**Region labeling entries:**

::::::::::

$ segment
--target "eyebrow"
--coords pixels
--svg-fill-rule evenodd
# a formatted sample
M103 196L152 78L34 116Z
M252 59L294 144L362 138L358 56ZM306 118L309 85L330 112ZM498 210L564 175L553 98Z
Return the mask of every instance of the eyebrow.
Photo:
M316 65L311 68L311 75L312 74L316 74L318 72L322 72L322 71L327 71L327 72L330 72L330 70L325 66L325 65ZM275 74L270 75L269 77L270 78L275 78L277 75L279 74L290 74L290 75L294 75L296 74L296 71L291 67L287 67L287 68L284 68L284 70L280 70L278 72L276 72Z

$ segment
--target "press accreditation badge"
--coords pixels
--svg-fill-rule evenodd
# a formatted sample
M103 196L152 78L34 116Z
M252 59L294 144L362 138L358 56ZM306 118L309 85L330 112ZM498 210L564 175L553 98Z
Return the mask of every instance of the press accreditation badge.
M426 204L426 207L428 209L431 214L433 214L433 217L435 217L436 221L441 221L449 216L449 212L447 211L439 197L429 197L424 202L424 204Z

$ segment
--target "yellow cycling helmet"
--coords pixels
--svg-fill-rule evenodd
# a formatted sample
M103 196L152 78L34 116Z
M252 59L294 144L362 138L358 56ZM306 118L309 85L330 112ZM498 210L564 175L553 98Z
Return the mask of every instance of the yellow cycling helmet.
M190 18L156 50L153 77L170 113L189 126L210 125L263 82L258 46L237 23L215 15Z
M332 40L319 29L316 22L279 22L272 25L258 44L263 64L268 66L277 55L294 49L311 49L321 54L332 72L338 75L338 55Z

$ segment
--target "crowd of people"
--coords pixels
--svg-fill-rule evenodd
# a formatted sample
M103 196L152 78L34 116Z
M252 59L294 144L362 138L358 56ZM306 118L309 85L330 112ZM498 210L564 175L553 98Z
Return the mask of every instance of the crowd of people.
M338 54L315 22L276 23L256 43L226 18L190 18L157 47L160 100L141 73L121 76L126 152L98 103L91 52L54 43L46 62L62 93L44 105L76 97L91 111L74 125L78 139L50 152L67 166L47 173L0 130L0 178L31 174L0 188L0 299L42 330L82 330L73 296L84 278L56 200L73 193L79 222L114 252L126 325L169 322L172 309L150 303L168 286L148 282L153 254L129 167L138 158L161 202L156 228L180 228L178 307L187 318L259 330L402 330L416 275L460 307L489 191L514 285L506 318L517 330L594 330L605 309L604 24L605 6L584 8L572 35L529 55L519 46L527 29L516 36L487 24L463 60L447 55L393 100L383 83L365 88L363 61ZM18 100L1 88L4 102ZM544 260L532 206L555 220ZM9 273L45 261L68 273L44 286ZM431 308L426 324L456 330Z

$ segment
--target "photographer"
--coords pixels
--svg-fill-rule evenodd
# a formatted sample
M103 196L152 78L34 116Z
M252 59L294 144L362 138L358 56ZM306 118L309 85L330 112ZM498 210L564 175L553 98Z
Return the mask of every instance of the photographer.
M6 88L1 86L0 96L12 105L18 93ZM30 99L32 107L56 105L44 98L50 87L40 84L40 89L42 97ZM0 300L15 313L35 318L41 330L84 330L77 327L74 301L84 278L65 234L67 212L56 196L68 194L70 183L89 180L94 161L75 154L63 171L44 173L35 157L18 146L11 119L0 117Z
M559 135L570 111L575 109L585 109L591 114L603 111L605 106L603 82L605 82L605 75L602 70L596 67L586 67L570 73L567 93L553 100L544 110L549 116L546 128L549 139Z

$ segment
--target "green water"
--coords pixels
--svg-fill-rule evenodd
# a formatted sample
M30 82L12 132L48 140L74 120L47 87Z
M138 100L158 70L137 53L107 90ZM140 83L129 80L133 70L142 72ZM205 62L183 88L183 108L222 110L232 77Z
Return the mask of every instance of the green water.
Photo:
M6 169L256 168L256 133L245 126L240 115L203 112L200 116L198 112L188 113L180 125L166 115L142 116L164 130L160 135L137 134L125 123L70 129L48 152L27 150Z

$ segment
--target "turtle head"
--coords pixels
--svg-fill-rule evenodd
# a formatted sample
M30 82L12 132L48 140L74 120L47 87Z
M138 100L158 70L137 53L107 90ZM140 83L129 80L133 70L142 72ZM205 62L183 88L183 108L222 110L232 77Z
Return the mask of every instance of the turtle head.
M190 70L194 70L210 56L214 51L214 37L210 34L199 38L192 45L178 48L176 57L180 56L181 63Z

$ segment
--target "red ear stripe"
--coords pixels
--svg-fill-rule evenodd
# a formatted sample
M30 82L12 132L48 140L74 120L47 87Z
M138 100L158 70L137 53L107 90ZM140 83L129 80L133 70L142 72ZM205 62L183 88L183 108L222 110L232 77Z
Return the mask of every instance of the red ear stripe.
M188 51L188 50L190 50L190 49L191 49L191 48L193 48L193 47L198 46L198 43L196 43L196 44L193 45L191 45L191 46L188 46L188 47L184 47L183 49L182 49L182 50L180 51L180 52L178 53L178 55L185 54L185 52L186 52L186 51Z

::::::::::

**WHAT YOU HAVE TO DO:** Print every entry exactly as written.

**THE RESPONSE:**
$ segment
--target "eyebrow"
--coords pixels
--svg-fill-rule evenodd
# a formatted sample
M103 196L152 78L34 116Z
M252 59L294 144L362 138L358 56ZM306 118L309 85L330 112ZM498 210L564 175L553 98Z
Return the mask of every instance of the eyebrow.
Photo:
M316 65L311 68L311 75L312 74L316 74L318 72L322 72L322 71L327 71L327 72L330 72L330 70L325 66L325 65ZM275 74L270 75L269 77L270 78L275 78L277 75L279 74L290 74L290 75L294 75L296 74L296 71L291 67L287 67L287 68L284 68L284 70L280 70L278 72L276 72Z

$ segment
--target "press accreditation badge"
--coords pixels
--svg-fill-rule evenodd
# a formatted sample
M103 196L152 78L34 116Z
M252 59L294 144L362 138L358 56ZM306 118L309 85L330 112ZM498 210L564 175L553 98Z
Return the mask of every instance of the press accreditation badge.
M426 204L426 207L428 209L431 214L433 214L433 217L435 217L436 221L441 221L449 216L449 212L447 211L439 197L429 197L424 202L424 204Z

$ segment
--target "yellow cycling helmet"
--coords pixels
--svg-fill-rule evenodd
# a formatted sample
M103 196L152 78L34 116Z
M252 59L294 144L362 138L358 56ZM306 118L309 85L330 112ZM498 210L564 175L553 98Z
Return the mask of every instance of the yellow cycling helmet.
M190 18L156 50L153 77L170 113L189 126L210 125L263 82L258 46L237 23L215 15Z
M332 40L319 29L316 22L279 22L272 25L258 44L263 64L268 66L277 55L294 49L311 49L321 54L332 72L338 75L338 55Z

$ segment
--target "crowd of people"
--coords pixels
--svg-fill-rule evenodd
# a formatted sample
M103 196L152 78L34 116Z
M252 59L294 144L362 138L358 56ZM306 118L309 85L330 112ZM498 210L564 175L553 98Z
Return the mask of every instance of the crowd of people.
M338 54L315 22L276 23L256 43L226 18L190 18L157 47L160 100L141 73L121 76L126 152L98 103L91 52L54 43L46 62L62 93L44 105L76 97L91 111L74 125L78 139L50 152L67 166L47 173L0 130L0 178L31 174L0 188L0 299L42 330L82 330L73 296L84 278L56 200L73 193L79 222L114 252L126 325L169 322L172 309L150 303L168 286L148 282L153 254L129 167L138 158L161 202L156 228L180 228L178 307L187 318L259 330L402 330L416 275L460 307L489 191L514 285L506 318L517 330L594 330L605 309L604 24L605 6L584 8L572 35L529 55L519 46L527 29L516 36L487 24L463 60L447 55L393 100L383 83L365 88L363 61ZM18 100L1 88L4 102ZM544 260L532 206L555 220ZM9 273L45 261L68 273L44 286ZM431 308L426 324L456 330Z

$ segment
--target "photographer"
--coords pixels
--svg-fill-rule evenodd
# a formatted sample
M103 196L152 78L34 116Z
M252 59L294 144L362 138L358 56ZM306 118L309 85L330 112ZM498 210L564 175L553 98Z
Return the mask of every instance of the photographer.
M6 88L1 86L0 96L12 105L18 93ZM30 99L32 107L56 105L44 98L50 87L40 84L40 89L42 97ZM0 300L15 313L35 318L41 330L84 330L77 327L74 301L84 278L65 234L67 212L56 196L68 194L70 183L89 180L94 161L75 154L63 171L44 173L35 157L18 146L11 119L0 117Z
M559 135L570 111L575 109L585 109L591 114L603 111L605 106L603 82L605 82L605 75L602 70L596 67L586 67L570 73L567 93L553 100L544 110L549 116L546 128L549 139Z

$ segment
--target "green water"
--coords pixels
--svg-fill-rule evenodd
# a formatted sample
M30 82L12 132L48 140L74 120L47 87Z
M138 100L158 70L137 53L107 90ZM140 83L129 80L133 70L142 72ZM205 62L183 88L183 108L222 110L232 77Z
Return the mask of every instance of the green water.
Photo:
M6 169L256 168L256 133L245 126L240 115L203 112L200 116L198 112L188 113L180 125L166 115L142 116L164 130L160 135L137 134L125 123L70 129L48 152L27 150Z

$ segment
--target "turtle head"
--coords pixels
--svg-fill-rule evenodd
# a formatted sample
M30 82L12 132L48 140L74 120L47 87Z
M138 100L158 70L137 53L107 90ZM140 83L129 80L133 70L142 72ZM205 62L183 88L183 108L222 110L232 77Z
Return the mask of every instance of the turtle head.
M190 70L194 70L210 56L214 51L214 37L210 34L199 38L192 45L178 48L176 57L180 56L181 63Z

$ segment
--target "red ear stripe"
--coords pixels
--svg-fill-rule evenodd
# a formatted sample
M30 82L12 132L48 140L74 120L47 87Z
M138 100L158 70L137 53L107 90ZM140 83L129 80L133 70L142 72ZM205 62L183 88L183 108L222 110L232 77Z
Return the mask of every instance of the red ear stripe.
M188 51L188 50L190 50L190 49L191 49L191 48L193 48L193 47L198 46L198 43L196 43L196 44L193 45L191 45L191 46L188 46L188 47L184 47L183 49L182 49L182 50L180 51L180 52L178 53L178 55L185 54L185 52L186 52L186 51Z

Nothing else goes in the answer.